── Listing ──

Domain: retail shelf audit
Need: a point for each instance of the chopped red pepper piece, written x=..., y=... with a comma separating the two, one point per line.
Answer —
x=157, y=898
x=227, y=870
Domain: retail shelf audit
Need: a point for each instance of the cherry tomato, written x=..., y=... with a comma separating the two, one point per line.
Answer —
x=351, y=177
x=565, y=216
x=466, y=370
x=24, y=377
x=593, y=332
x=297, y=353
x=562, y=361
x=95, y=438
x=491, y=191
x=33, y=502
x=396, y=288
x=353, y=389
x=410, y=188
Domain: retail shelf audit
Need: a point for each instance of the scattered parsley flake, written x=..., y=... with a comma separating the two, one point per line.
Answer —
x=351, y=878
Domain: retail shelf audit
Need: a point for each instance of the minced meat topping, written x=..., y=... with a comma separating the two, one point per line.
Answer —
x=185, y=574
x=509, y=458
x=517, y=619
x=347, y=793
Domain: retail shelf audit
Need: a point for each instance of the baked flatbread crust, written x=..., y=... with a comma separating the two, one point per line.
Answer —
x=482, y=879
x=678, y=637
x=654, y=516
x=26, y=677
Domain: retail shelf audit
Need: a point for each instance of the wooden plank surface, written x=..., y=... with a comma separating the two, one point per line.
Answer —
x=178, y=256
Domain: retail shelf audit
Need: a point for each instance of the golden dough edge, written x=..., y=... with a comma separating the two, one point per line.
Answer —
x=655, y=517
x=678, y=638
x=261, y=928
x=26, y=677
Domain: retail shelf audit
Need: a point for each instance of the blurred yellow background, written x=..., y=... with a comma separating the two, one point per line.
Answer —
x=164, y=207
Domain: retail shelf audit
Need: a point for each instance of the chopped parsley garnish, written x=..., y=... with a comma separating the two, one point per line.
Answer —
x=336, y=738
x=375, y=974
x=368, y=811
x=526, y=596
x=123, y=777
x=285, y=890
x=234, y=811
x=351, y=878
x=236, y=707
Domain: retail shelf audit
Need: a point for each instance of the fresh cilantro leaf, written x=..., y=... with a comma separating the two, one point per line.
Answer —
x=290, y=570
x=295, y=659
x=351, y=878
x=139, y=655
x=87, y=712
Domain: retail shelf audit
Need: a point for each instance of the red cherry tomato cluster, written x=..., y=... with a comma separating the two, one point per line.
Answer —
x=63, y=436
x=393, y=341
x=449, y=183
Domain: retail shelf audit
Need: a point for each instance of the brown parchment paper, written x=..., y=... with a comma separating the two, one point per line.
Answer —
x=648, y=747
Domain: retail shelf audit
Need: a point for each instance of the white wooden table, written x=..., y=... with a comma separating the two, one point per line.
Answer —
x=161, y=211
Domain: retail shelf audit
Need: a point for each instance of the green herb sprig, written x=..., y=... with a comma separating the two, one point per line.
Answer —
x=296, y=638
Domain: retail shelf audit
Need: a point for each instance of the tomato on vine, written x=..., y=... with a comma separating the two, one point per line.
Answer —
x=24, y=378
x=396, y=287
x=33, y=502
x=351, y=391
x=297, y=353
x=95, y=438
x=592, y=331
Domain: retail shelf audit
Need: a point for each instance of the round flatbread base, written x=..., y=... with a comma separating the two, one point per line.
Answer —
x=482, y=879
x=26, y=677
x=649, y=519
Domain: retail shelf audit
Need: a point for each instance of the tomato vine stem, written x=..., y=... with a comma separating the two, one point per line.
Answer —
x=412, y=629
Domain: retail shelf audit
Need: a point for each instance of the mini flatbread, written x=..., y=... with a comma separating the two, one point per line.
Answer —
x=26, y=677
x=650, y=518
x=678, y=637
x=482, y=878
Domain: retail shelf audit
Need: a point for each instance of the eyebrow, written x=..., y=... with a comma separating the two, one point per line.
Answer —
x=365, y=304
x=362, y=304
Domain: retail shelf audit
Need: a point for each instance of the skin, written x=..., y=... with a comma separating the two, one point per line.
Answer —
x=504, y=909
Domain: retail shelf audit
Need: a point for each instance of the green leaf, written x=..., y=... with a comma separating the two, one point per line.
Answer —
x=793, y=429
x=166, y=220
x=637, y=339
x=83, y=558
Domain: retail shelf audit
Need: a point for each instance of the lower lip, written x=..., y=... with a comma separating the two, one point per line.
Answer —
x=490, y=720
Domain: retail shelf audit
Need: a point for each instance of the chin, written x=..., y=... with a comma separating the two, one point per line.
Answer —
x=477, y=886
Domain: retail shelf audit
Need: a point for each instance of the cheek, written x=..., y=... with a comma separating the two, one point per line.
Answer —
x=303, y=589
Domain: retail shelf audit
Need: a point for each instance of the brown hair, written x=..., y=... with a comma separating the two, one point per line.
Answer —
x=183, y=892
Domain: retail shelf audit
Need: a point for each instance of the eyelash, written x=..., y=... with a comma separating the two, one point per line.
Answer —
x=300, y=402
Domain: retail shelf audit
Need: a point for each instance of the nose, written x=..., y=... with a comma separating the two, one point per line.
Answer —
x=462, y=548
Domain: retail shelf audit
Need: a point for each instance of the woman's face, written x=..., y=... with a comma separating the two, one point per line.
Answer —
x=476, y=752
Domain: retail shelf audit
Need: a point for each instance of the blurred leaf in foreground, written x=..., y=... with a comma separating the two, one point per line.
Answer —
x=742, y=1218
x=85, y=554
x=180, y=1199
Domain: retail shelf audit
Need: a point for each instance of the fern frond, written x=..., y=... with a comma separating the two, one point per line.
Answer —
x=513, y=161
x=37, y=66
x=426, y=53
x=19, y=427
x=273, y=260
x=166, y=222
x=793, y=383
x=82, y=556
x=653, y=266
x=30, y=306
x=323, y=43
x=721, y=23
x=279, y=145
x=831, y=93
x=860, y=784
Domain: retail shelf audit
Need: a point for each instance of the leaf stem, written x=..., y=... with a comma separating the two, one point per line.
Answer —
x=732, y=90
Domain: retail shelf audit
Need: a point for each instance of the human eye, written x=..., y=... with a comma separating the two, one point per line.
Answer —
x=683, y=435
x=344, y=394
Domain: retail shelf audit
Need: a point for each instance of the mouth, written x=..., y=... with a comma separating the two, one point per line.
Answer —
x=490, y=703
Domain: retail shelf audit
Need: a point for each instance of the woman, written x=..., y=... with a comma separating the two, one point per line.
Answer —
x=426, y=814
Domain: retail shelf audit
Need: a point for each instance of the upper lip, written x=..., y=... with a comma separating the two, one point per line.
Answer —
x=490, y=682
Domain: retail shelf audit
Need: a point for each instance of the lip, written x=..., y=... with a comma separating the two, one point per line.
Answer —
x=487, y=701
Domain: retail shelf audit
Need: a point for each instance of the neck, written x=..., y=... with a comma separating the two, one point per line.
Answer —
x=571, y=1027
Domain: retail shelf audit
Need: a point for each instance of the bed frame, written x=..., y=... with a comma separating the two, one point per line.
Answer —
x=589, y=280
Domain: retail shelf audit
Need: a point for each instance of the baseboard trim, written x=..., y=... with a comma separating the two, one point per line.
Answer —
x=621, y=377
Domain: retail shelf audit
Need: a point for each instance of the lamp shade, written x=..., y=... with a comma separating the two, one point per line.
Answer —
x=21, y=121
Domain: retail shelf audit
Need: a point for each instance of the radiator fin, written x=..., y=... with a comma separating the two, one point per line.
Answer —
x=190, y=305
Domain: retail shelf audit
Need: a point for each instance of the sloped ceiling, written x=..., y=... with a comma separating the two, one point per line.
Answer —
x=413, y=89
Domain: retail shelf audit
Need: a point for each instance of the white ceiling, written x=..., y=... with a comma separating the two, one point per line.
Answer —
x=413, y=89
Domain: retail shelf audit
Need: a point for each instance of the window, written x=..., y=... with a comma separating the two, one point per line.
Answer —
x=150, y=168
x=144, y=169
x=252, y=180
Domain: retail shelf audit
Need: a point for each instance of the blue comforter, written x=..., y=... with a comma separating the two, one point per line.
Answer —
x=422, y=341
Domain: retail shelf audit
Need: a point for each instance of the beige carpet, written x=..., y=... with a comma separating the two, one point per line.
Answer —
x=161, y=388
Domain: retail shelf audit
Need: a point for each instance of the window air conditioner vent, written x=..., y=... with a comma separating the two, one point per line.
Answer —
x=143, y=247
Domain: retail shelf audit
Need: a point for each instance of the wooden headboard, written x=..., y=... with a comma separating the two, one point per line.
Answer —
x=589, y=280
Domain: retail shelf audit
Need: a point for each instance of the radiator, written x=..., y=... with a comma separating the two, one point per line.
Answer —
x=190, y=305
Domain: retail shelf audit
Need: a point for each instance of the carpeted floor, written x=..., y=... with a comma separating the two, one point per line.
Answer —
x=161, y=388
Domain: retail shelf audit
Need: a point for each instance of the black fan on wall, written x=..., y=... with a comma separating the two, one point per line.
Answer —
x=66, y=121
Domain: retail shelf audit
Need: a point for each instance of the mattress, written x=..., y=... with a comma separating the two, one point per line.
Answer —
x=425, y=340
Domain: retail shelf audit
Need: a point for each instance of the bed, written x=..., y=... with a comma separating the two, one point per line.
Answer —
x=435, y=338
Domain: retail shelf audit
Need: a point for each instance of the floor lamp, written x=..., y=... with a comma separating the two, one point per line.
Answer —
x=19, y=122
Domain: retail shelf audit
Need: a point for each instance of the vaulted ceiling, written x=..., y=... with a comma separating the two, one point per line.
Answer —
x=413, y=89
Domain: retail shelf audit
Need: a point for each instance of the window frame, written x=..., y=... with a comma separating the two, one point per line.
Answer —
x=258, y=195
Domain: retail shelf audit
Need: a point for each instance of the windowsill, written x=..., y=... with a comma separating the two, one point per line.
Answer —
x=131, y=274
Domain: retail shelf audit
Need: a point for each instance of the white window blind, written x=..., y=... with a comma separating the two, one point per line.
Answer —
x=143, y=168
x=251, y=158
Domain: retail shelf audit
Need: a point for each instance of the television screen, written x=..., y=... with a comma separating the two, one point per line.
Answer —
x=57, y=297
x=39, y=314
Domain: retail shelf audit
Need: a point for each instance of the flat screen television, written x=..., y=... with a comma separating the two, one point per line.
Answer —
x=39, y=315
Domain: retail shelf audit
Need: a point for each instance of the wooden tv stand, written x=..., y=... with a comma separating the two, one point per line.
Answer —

───

» Given request
Pick out every line above that contains the word "radiator" and copy each one.

» Exercise answer
Need: a point for each instance of the radiator fin, written x=..., y=... with a comma separating the two, one point per line.
Need: a point for each instance of the radiator, written x=..., y=... with a comma separating the two, one point per line.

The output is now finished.